* [Task to complete] Copy the rows below verbatim, from their first line up to and including the line that contains "[(73, 25), (121, 26)]".

* [Task input]
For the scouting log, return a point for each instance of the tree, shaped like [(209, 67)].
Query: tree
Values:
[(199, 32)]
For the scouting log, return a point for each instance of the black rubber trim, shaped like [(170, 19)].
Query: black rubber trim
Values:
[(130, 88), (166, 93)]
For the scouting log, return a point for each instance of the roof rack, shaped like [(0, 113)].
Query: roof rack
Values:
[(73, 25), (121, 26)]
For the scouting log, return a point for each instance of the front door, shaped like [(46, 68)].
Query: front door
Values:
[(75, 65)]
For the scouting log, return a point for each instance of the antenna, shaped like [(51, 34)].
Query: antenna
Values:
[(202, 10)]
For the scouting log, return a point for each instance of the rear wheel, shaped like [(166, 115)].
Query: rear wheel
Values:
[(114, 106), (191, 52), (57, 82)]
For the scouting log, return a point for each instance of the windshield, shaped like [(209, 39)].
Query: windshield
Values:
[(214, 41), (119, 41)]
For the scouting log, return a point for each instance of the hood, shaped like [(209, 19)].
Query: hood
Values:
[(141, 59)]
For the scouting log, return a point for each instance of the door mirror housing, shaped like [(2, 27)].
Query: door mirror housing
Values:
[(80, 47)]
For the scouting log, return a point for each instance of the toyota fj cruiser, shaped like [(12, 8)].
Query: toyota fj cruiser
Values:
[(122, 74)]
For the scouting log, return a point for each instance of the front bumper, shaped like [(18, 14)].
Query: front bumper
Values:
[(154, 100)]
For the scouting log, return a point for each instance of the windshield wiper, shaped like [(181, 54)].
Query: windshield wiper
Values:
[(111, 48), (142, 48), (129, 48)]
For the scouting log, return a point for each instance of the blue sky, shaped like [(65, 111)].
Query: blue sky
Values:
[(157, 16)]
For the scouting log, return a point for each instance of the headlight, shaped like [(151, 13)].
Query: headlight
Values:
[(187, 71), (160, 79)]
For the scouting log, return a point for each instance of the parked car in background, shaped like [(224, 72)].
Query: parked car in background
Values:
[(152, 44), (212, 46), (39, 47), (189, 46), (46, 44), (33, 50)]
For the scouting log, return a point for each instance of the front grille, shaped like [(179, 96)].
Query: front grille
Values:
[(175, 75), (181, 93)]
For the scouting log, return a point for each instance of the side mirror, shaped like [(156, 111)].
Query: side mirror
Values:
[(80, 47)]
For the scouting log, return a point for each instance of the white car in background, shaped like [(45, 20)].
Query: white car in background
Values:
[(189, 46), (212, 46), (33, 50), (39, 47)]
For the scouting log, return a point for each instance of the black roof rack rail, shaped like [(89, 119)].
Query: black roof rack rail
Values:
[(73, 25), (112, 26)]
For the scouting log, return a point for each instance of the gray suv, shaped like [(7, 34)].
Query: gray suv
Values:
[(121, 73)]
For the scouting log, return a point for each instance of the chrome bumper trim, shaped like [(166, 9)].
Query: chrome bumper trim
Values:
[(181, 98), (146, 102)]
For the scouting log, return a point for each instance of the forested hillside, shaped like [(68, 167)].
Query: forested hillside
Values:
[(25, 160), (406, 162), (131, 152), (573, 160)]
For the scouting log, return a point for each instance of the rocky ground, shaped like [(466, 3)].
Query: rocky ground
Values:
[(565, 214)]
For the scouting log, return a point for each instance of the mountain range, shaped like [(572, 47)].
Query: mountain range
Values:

* [Expected output]
For the scouting log, return a point for each instance of the tree, shaped like [(209, 67)].
Query: tree
Values:
[(199, 32)]
For the scouting log, return a point for each instance of the black rubber trim, shaped like [(170, 19)].
Query: black rubber trim
Values:
[(130, 88), (166, 93)]
For the scouting log, return a point for each instance of the roof rack, shaped like [(0, 113)].
Query: roof rack
Values:
[(73, 25), (121, 26)]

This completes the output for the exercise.